§ Exercise directions:
Rewrite the listing lines starting at the line containing "Mark the monitor screen with a point." and ending at the line containing "(1202, 320)", replacing "black cable" with "power cord" and leaving everything else unchanged.

§ Records supplied:
·····

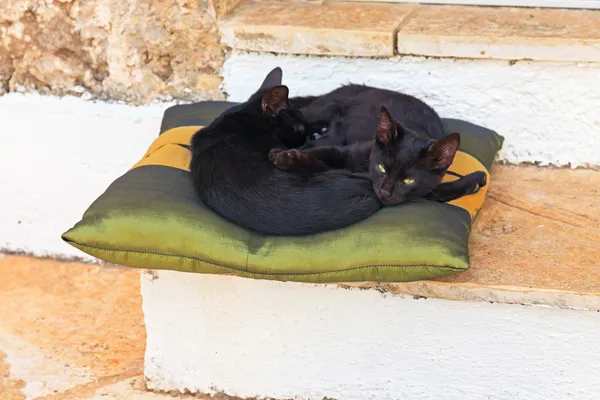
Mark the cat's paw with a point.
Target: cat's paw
(285, 159)
(273, 154)
(480, 181)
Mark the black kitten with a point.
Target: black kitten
(406, 158)
(232, 173)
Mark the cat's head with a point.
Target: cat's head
(288, 124)
(404, 165)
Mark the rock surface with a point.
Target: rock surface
(132, 50)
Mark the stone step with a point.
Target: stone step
(536, 241)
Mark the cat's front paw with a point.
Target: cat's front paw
(285, 159)
(480, 181)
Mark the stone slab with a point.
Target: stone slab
(502, 33)
(336, 28)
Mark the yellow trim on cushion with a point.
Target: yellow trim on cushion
(465, 164)
(166, 151)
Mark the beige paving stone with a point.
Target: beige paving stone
(535, 241)
(502, 33)
(71, 331)
(335, 28)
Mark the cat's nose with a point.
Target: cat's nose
(386, 194)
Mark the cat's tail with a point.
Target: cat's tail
(289, 205)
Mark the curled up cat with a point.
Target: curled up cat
(233, 175)
(405, 158)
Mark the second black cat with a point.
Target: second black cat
(406, 157)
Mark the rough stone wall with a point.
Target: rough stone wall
(132, 50)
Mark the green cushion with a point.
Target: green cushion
(151, 218)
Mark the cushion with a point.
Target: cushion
(151, 218)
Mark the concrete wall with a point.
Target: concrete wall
(548, 112)
(59, 155)
(290, 340)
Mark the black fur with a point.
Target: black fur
(408, 143)
(233, 175)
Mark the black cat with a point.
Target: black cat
(406, 158)
(232, 173)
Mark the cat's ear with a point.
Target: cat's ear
(441, 153)
(386, 129)
(273, 78)
(275, 100)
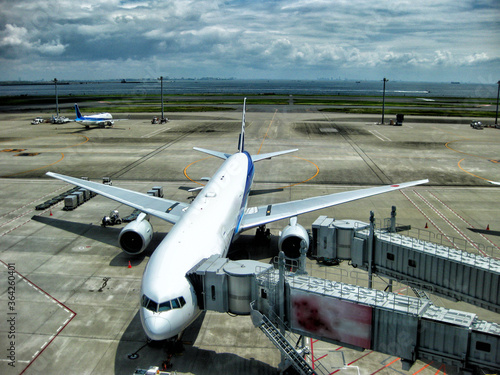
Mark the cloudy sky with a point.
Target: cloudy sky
(422, 40)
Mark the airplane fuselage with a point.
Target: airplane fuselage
(207, 228)
(101, 119)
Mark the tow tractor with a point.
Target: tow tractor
(112, 219)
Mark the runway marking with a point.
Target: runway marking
(190, 164)
(53, 337)
(48, 165)
(36, 169)
(350, 363)
(380, 136)
(453, 226)
(152, 134)
(472, 174)
(387, 365)
(465, 221)
(447, 144)
(424, 215)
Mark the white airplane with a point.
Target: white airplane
(203, 228)
(100, 119)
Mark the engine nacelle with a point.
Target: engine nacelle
(136, 235)
(291, 238)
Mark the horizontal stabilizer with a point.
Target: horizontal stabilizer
(218, 154)
(256, 158)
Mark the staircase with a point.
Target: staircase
(285, 347)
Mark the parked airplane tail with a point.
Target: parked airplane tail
(241, 141)
(78, 113)
(241, 145)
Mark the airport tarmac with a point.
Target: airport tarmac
(76, 299)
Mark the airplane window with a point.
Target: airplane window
(164, 306)
(152, 305)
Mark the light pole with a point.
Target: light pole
(498, 94)
(57, 100)
(161, 80)
(383, 100)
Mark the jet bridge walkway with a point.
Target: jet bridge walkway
(349, 315)
(423, 265)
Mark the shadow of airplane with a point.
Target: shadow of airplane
(191, 360)
(105, 235)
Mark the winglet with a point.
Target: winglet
(241, 142)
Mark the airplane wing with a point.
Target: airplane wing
(166, 209)
(256, 216)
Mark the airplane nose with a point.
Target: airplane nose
(157, 328)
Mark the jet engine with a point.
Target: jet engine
(291, 238)
(136, 235)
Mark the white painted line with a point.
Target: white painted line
(380, 136)
(152, 134)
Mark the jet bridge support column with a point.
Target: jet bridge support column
(370, 249)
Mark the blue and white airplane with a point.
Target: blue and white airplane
(203, 228)
(99, 119)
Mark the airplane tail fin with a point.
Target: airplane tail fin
(241, 141)
(78, 113)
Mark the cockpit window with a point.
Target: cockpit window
(151, 305)
(164, 306)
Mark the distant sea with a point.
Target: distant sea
(255, 87)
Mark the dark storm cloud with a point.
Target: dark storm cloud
(247, 38)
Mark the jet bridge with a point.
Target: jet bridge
(281, 301)
(442, 270)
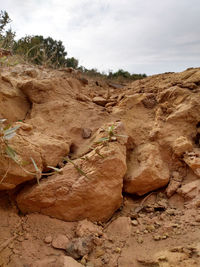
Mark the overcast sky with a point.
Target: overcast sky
(141, 36)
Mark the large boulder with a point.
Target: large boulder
(92, 188)
(146, 170)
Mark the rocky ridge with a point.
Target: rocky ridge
(132, 140)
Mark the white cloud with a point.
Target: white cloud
(140, 36)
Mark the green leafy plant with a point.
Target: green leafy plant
(111, 135)
(81, 172)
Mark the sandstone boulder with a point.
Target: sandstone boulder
(146, 170)
(95, 194)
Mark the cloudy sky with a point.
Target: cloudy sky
(141, 36)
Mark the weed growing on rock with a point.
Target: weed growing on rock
(111, 135)
(76, 167)
(7, 133)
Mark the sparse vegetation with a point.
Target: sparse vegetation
(49, 53)
(6, 134)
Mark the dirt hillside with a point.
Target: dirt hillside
(125, 191)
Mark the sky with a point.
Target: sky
(140, 36)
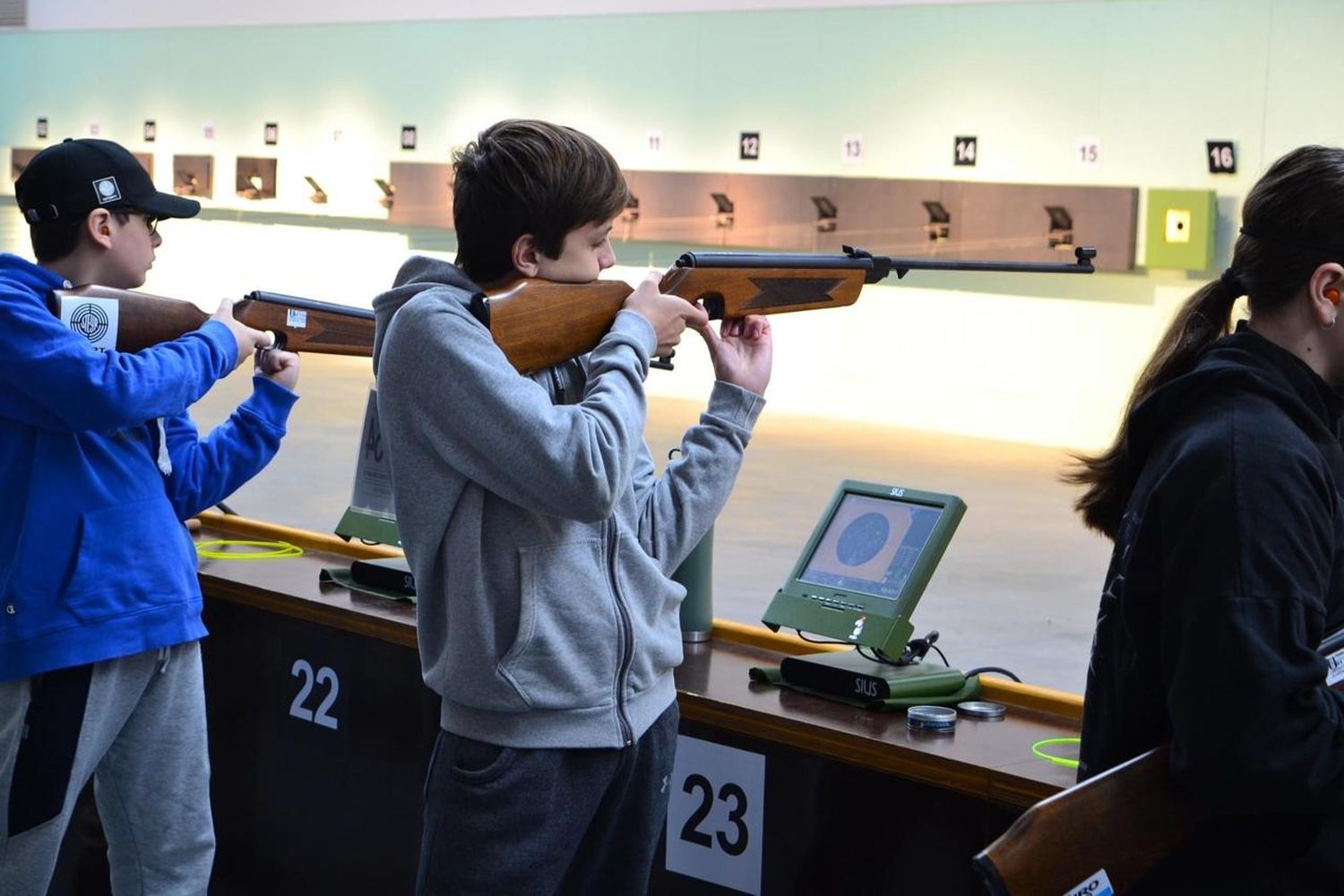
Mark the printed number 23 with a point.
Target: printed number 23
(324, 676)
(691, 829)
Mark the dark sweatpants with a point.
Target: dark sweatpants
(500, 820)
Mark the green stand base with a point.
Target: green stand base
(367, 525)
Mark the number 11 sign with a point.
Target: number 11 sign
(715, 814)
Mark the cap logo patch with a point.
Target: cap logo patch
(107, 190)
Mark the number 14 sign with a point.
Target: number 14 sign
(715, 814)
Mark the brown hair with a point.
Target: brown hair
(529, 177)
(1289, 220)
(56, 239)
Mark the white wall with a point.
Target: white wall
(73, 15)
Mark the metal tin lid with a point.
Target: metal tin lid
(930, 718)
(983, 708)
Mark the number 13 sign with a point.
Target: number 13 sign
(715, 814)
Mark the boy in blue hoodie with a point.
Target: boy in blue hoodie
(99, 463)
(540, 538)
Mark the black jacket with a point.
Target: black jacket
(1228, 571)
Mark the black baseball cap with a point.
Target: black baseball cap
(70, 179)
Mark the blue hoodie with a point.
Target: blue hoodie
(94, 560)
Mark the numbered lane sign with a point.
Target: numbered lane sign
(749, 145)
(1088, 152)
(964, 151)
(851, 150)
(1222, 158)
(715, 814)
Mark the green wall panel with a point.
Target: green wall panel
(1180, 228)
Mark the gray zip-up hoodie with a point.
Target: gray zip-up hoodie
(540, 538)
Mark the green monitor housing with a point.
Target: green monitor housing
(866, 565)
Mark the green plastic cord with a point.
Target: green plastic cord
(276, 549)
(1059, 761)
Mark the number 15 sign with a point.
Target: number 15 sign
(715, 814)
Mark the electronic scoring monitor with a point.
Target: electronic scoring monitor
(866, 565)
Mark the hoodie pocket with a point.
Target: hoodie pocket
(655, 603)
(564, 654)
(132, 556)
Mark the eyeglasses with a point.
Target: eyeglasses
(151, 220)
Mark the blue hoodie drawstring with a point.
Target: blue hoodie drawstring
(164, 461)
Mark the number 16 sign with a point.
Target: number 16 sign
(715, 814)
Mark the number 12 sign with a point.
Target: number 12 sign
(715, 814)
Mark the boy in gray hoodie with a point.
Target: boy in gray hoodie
(540, 538)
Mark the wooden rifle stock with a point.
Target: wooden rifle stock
(1125, 821)
(144, 320)
(539, 323)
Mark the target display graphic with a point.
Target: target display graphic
(89, 322)
(862, 538)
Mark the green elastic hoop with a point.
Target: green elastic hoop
(1059, 761)
(276, 549)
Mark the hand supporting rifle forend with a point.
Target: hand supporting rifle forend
(144, 320)
(539, 323)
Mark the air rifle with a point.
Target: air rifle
(540, 323)
(142, 320)
(1126, 821)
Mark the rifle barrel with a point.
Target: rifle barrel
(878, 266)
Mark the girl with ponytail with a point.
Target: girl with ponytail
(1222, 493)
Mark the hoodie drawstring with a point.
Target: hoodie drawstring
(163, 460)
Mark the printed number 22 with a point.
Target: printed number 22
(691, 829)
(324, 676)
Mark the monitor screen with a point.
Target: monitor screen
(871, 546)
(866, 564)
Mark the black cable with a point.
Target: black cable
(999, 669)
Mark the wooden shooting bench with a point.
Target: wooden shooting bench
(322, 731)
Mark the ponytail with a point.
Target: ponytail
(1202, 320)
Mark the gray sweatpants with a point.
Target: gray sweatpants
(142, 737)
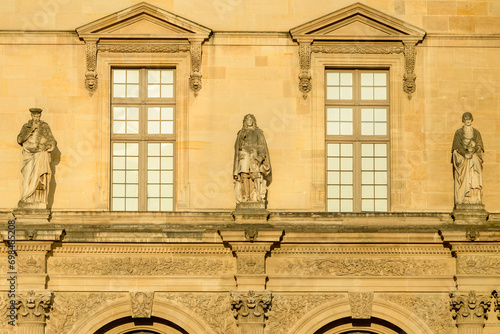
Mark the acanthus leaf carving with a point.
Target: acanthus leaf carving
(141, 304)
(213, 308)
(251, 306)
(288, 309)
(432, 309)
(141, 266)
(361, 304)
(34, 305)
(68, 308)
(470, 308)
(359, 267)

·····

§ Result for this task:
Mark the monitor screen with a point.
Target: monitor screen
(871, 546)
(866, 564)
Mark the power cord with a point.
Target: power cord
(999, 669)
Mark the wooden shooting bench with a point.
Target: wooden shooting bench
(322, 731)
Mark the ponytail with a point.
Target: ponytail
(1202, 320)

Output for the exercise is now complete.